Start of Exercise input
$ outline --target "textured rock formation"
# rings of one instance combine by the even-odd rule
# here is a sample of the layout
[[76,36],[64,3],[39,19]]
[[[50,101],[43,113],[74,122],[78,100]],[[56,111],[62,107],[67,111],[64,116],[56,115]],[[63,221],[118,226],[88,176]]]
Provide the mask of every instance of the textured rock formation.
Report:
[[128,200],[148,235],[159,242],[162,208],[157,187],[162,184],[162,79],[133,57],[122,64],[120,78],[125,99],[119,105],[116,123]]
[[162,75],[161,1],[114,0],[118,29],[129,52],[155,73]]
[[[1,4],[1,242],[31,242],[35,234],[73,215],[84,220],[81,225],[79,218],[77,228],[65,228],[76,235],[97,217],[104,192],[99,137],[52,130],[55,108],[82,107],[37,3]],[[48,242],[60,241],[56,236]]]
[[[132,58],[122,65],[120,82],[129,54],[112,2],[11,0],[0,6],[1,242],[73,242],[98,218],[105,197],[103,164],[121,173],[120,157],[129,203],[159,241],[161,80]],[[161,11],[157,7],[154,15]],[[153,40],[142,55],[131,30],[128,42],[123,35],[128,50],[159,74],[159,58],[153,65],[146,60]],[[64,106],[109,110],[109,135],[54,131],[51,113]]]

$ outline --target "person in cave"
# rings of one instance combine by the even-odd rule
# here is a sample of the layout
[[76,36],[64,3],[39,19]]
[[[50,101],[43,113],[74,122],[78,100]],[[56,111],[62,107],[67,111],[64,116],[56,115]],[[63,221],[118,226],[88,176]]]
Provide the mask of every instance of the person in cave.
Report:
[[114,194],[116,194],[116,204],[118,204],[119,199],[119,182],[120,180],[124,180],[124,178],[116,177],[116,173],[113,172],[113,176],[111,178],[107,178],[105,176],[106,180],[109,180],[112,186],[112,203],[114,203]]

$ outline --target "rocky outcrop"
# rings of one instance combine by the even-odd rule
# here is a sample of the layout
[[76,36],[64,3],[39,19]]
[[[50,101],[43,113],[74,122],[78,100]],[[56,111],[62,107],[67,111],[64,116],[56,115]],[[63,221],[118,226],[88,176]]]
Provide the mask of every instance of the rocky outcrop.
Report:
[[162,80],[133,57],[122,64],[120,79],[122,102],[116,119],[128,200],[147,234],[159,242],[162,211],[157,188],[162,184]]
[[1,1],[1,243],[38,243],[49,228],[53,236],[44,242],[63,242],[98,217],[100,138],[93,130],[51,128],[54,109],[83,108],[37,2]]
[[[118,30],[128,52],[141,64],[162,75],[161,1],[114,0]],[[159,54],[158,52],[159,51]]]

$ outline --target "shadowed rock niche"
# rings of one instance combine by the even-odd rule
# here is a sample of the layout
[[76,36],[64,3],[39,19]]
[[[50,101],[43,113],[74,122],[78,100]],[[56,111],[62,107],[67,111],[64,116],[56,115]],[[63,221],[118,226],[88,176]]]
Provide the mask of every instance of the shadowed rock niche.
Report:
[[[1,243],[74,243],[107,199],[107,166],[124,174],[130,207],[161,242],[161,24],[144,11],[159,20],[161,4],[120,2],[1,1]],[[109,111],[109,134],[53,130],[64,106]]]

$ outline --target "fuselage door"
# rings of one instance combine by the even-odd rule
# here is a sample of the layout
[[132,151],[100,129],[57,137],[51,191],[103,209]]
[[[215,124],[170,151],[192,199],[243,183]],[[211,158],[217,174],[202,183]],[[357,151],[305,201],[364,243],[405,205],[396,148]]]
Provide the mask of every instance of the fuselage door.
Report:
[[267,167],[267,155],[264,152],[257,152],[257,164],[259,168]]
End of Exercise input
Brief —
Every entry must be quoted exactly as it appears above.

Solution for this task —
$ outline --target "textured rock formation"
# rings of one instance combine by the even-odd rule
# here is a sample of the layout
[[76,36],[64,3],[39,19]]
[[[50,101],[43,113],[74,122],[78,100]],[[56,111],[62,107],[67,111],[64,116],[56,115]],[[63,221],[118,226],[88,176]]]
Provide the mask of every instance of the textured rock formation.
Report:
[[128,200],[148,235],[159,242],[162,208],[157,187],[162,184],[162,79],[133,57],[122,64],[120,78],[125,99],[119,105],[116,123]]
[[162,75],[161,1],[114,0],[118,29],[129,52],[155,73]]
[[[1,4],[1,242],[31,242],[35,234],[73,215],[84,220],[81,225],[79,218],[77,228],[65,228],[76,235],[97,217],[104,192],[99,137],[52,130],[55,108],[82,107],[37,3]],[[48,242],[60,241],[56,236]]]
[[[132,58],[122,65],[120,82],[129,54],[112,2],[11,0],[0,6],[1,242],[73,242],[98,218],[105,197],[103,164],[121,173],[120,157],[129,203],[159,241],[161,80]],[[161,11],[157,7],[154,15]],[[153,40],[142,55],[131,30],[128,42],[123,35],[128,50],[159,74],[159,58],[153,65],[146,60]],[[64,106],[109,110],[109,135],[54,131],[51,113]]]

$ outline --target "person in cave"
# rings of one instance combine by the even-odd rule
# here is a sample of the layout
[[76,36],[64,3],[39,19]]
[[[50,101],[43,113],[74,122],[78,100]],[[56,111],[62,107],[67,111],[64,116],[56,115]],[[63,221],[118,226],[88,176]]]
Provide the mask of every instance of the person in cave.
Report:
[[114,194],[116,194],[116,204],[118,204],[119,199],[119,182],[120,180],[124,180],[124,178],[116,177],[116,173],[113,172],[113,176],[111,178],[107,178],[105,176],[106,180],[109,180],[112,186],[112,203],[114,203]]

$ outline --target "rocky outcrop"
# rings of one instance combine by the even-odd rule
# here is a sample of the layout
[[76,36],[64,3],[39,19]]
[[[50,101],[43,113],[74,122],[78,100]],[[56,111],[62,107],[67,111],[64,116],[56,115]],[[63,221],[118,226],[88,176]]]
Provide the mask of every instance of the rocky outcrop.
Report:
[[162,80],[133,57],[122,64],[120,79],[122,102],[116,119],[128,200],[147,234],[159,242],[162,211],[157,188],[162,184]]
[[1,1],[1,243],[38,243],[49,228],[53,236],[44,242],[63,242],[98,217],[100,138],[93,130],[51,128],[54,109],[83,108],[37,2]]
[[[118,30],[128,52],[141,64],[162,75],[161,1],[114,0]],[[159,54],[158,52],[159,51]]]

$ outline --target "shadowed rock niche"
# rings of one instance combine by the even-odd rule
# here is a sample of the layout
[[76,36],[64,3],[39,19]]
[[[50,101],[43,113],[74,122],[78,100]],[[56,111],[62,107],[67,111],[64,116],[56,115]],[[63,221],[118,226],[88,176]]]
Provide the mask of every instance of the shadowed rock niche.
Report:
[[[1,243],[74,243],[107,199],[107,166],[124,174],[130,207],[161,242],[161,24],[144,11],[159,20],[161,4],[120,2],[1,1]],[[109,111],[109,134],[53,130],[64,106]]]

$ outline --target "fuselage door"
# rings of one instance combine by the even-odd rule
# here is a sample of the layout
[[132,151],[100,129],[57,137],[51,191],[103,209]]
[[[215,124],[170,151],[192,199],[243,183]],[[211,158],[217,174],[202,183]],[[357,151],[305,201],[364,243],[405,205],[396,148]]]
Provide the mask of every instance of the fuselage door.
Report:
[[267,167],[267,155],[264,152],[257,152],[257,164],[259,168]]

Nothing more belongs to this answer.